Image-grounded pointing data:
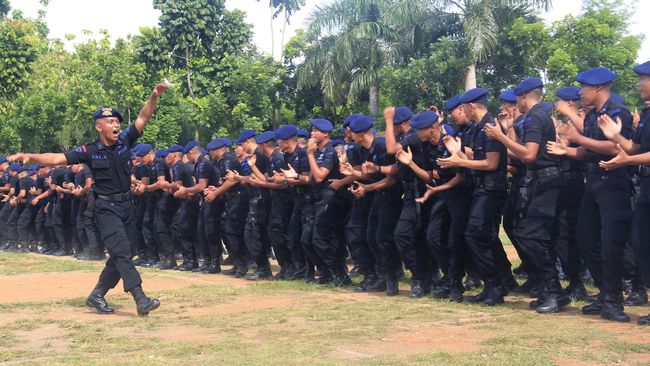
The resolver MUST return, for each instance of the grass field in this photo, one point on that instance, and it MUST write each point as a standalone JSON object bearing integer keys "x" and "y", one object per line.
{"x": 216, "y": 320}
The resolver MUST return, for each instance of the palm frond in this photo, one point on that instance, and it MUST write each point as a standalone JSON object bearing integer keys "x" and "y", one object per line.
{"x": 480, "y": 28}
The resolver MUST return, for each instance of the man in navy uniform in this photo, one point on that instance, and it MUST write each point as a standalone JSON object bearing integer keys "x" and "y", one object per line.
{"x": 488, "y": 164}
{"x": 605, "y": 212}
{"x": 537, "y": 203}
{"x": 108, "y": 158}
{"x": 635, "y": 151}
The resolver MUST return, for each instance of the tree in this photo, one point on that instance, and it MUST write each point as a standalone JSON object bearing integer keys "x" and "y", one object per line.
{"x": 599, "y": 36}
{"x": 480, "y": 27}
{"x": 189, "y": 26}
{"x": 287, "y": 7}
{"x": 5, "y": 7}
{"x": 367, "y": 35}
{"x": 19, "y": 48}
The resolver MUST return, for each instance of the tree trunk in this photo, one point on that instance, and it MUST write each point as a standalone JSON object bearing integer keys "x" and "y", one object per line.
{"x": 272, "y": 37}
{"x": 187, "y": 70}
{"x": 189, "y": 84}
{"x": 284, "y": 28}
{"x": 470, "y": 76}
{"x": 374, "y": 101}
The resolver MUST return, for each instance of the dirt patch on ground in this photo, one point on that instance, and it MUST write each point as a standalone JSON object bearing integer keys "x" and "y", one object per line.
{"x": 242, "y": 304}
{"x": 49, "y": 337}
{"x": 42, "y": 287}
{"x": 175, "y": 333}
{"x": 418, "y": 338}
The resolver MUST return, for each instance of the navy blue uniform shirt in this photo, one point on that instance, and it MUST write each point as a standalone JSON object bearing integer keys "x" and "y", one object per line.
{"x": 108, "y": 164}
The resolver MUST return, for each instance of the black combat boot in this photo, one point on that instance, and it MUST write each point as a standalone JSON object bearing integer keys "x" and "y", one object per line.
{"x": 144, "y": 304}
{"x": 556, "y": 298}
{"x": 493, "y": 293}
{"x": 594, "y": 308}
{"x": 577, "y": 290}
{"x": 204, "y": 267}
{"x": 392, "y": 286}
{"x": 368, "y": 280}
{"x": 214, "y": 267}
{"x": 419, "y": 289}
{"x": 638, "y": 296}
{"x": 456, "y": 290}
{"x": 378, "y": 286}
{"x": 96, "y": 301}
{"x": 261, "y": 273}
{"x": 442, "y": 289}
{"x": 613, "y": 308}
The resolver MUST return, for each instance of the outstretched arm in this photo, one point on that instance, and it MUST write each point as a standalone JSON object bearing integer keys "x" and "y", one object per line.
{"x": 149, "y": 107}
{"x": 49, "y": 159}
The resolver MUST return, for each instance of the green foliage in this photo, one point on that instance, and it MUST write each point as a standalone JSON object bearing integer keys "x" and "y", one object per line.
{"x": 19, "y": 46}
{"x": 5, "y": 7}
{"x": 355, "y": 57}
{"x": 427, "y": 81}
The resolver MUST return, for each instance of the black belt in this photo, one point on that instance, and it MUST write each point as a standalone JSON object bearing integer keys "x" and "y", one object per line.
{"x": 644, "y": 171}
{"x": 593, "y": 168}
{"x": 574, "y": 175}
{"x": 543, "y": 173}
{"x": 117, "y": 197}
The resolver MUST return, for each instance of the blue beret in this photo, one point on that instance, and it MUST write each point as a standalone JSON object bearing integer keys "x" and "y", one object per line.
{"x": 568, "y": 93}
{"x": 476, "y": 95}
{"x": 162, "y": 153}
{"x": 546, "y": 106}
{"x": 265, "y": 137}
{"x": 453, "y": 102}
{"x": 322, "y": 124}
{"x": 245, "y": 135}
{"x": 218, "y": 143}
{"x": 144, "y": 150}
{"x": 136, "y": 148}
{"x": 402, "y": 114}
{"x": 175, "y": 148}
{"x": 286, "y": 132}
{"x": 528, "y": 85}
{"x": 596, "y": 76}
{"x": 107, "y": 112}
{"x": 349, "y": 119}
{"x": 190, "y": 145}
{"x": 361, "y": 124}
{"x": 643, "y": 69}
{"x": 508, "y": 97}
{"x": 424, "y": 120}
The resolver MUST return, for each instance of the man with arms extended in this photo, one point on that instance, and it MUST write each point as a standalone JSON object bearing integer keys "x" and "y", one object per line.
{"x": 108, "y": 158}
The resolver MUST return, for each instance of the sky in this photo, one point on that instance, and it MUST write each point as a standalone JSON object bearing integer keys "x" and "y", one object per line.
{"x": 124, "y": 17}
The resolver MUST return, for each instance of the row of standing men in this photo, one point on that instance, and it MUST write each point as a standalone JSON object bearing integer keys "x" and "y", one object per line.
{"x": 426, "y": 196}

-- Action item --
Each record must be quoted in full and exactly. Do not include the pictures.

-- Finished task --
The resolver MUST return, for each instance of the grass field in this photo, one point on that instance, and it MUST write each point as a standalone JSON object bearing integer keys "x" and "y", one object per line.
{"x": 216, "y": 320}
The resolver MUST return, for each instance of the palm frond in this photo, one point on that instance, and it MUST write each point as a standalone JSON object bearing integer keys "x" and "y", one object per line.
{"x": 480, "y": 28}
The resolver MUST return, for each instance of the man in navy uniform in this photo, one point on that instance, and it MUST write each point as a standalone JSON object bearing integer keys "x" and "y", one object per line.
{"x": 488, "y": 164}
{"x": 605, "y": 212}
{"x": 537, "y": 203}
{"x": 108, "y": 158}
{"x": 635, "y": 151}
The resolver MUST return, for each instance of the tree in this photo, one point on that instance, and it MUST write each point as a standalone JSON object bearing integer keys "x" and "y", one object per line.
{"x": 599, "y": 36}
{"x": 480, "y": 27}
{"x": 189, "y": 26}
{"x": 287, "y": 7}
{"x": 5, "y": 7}
{"x": 367, "y": 35}
{"x": 19, "y": 48}
The resolver MUST return, for each instance of the tree trunk in this photo, one point on that instance, and it MUST write each point as a standalone JSON object bearing integer keys "x" and "y", one object per line.
{"x": 272, "y": 37}
{"x": 187, "y": 70}
{"x": 189, "y": 84}
{"x": 284, "y": 28}
{"x": 470, "y": 76}
{"x": 374, "y": 101}
The resolver MUST return, for each instance of the dirt patch on ground in this photo, one point on that instance, and it MUST write each point as a standalone JSON object bearing integer keys "x" and "y", one object per line.
{"x": 242, "y": 304}
{"x": 49, "y": 337}
{"x": 42, "y": 287}
{"x": 175, "y": 333}
{"x": 418, "y": 338}
The resolver MUST return, for each instance of the navy blue uniform shirt in this photo, one point on that instance, and it MUST write each point as a standalone JSON object bearing integer keys "x" and "y", one object per line.
{"x": 108, "y": 164}
The resolver MUST return, for each instance of the black combat boot in this photo, one point on that instance, and it MUST write each point as a standalone JSON object bearing integer keys "x" and "y", one object per line.
{"x": 144, "y": 304}
{"x": 556, "y": 298}
{"x": 493, "y": 293}
{"x": 594, "y": 308}
{"x": 577, "y": 290}
{"x": 204, "y": 267}
{"x": 392, "y": 286}
{"x": 368, "y": 280}
{"x": 214, "y": 267}
{"x": 419, "y": 289}
{"x": 638, "y": 296}
{"x": 456, "y": 290}
{"x": 378, "y": 286}
{"x": 96, "y": 301}
{"x": 261, "y": 273}
{"x": 442, "y": 289}
{"x": 613, "y": 308}
The resolver MUST return, for each instance of the outstretched arm in this photo, one point on that instance, and it MUST write each point as a standalone JSON object bearing integer keys "x" and "y", one object per line.
{"x": 149, "y": 107}
{"x": 49, "y": 159}
The resolver MUST return, for each instance of the green foliage in this photo, one point on that instance, and it MUST write each point as a standalone JSON object bearing integer keys "x" and "y", one object per line.
{"x": 19, "y": 46}
{"x": 5, "y": 7}
{"x": 355, "y": 57}
{"x": 427, "y": 81}
The resolver MUST return, for each instance of the black belt in this photo, one point on that instance, and it MUST write each point as a standalone JSON object bearing integer keys "x" and "y", one object per line.
{"x": 644, "y": 171}
{"x": 593, "y": 168}
{"x": 574, "y": 175}
{"x": 543, "y": 173}
{"x": 117, "y": 197}
The resolver MUST return, for each instance of the blue beret in this photo, one point on that instance, and it MUST write each point as a standalone JSON object bearing integer keys "x" and "y", one object per line.
{"x": 568, "y": 93}
{"x": 476, "y": 95}
{"x": 162, "y": 153}
{"x": 546, "y": 106}
{"x": 265, "y": 137}
{"x": 453, "y": 102}
{"x": 322, "y": 124}
{"x": 245, "y": 135}
{"x": 218, "y": 143}
{"x": 144, "y": 150}
{"x": 136, "y": 148}
{"x": 402, "y": 114}
{"x": 175, "y": 148}
{"x": 286, "y": 132}
{"x": 528, "y": 85}
{"x": 596, "y": 76}
{"x": 107, "y": 112}
{"x": 349, "y": 119}
{"x": 190, "y": 145}
{"x": 361, "y": 124}
{"x": 643, "y": 69}
{"x": 508, "y": 97}
{"x": 424, "y": 120}
The resolver MUST return, for each instance of the man with arms extended in this photo, one point on that instance, and it MUST write each point as a standalone JSON object bearing integer keys "x" and "y", one object per line.
{"x": 108, "y": 158}
The resolver MUST return, for each instance of the sky in this photo, one point on that instance, and it MUST write each point as a standalone JSON object bearing integer keys "x" and "y", one object per line.
{"x": 124, "y": 17}
The resolver MUST return, for each instance of the row of standing men in this photo, one point on that instance, and it MUST write each point as a standalone JSON object bearing integer keys "x" and "y", one object per line.
{"x": 426, "y": 196}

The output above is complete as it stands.